» **BRIEF**:
Report each line of the data below that contains the word "sign", reproducing every such line in full.

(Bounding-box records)
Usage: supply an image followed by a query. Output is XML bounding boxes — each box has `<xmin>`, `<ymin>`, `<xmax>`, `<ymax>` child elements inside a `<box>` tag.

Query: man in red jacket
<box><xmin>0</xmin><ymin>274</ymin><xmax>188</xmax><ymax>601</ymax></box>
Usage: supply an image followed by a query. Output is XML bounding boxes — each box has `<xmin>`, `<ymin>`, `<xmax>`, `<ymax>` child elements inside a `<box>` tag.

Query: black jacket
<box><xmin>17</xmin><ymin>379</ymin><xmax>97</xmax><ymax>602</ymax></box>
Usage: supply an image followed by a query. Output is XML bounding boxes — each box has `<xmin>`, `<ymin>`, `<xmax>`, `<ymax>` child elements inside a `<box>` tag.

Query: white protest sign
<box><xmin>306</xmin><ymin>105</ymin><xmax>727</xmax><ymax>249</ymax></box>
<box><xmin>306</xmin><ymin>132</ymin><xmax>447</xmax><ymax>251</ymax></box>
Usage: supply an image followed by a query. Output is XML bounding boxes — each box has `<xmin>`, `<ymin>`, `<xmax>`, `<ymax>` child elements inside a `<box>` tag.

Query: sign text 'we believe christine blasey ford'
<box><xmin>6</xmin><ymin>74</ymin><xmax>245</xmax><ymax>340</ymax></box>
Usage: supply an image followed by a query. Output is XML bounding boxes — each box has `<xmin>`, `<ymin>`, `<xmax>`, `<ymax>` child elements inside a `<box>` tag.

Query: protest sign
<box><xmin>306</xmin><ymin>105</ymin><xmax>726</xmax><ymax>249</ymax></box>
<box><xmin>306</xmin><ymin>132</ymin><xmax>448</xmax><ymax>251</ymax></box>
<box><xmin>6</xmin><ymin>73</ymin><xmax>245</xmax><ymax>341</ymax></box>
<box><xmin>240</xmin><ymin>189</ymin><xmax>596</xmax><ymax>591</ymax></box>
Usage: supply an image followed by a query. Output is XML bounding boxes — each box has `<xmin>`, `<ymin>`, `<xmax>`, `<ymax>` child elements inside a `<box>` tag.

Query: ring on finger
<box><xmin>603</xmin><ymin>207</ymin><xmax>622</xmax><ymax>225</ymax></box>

» **OUTPUT FOR THIS TASK**:
Query: white protest sign
Query: sign text 'we believe christine blasey ford'
Query: protest sign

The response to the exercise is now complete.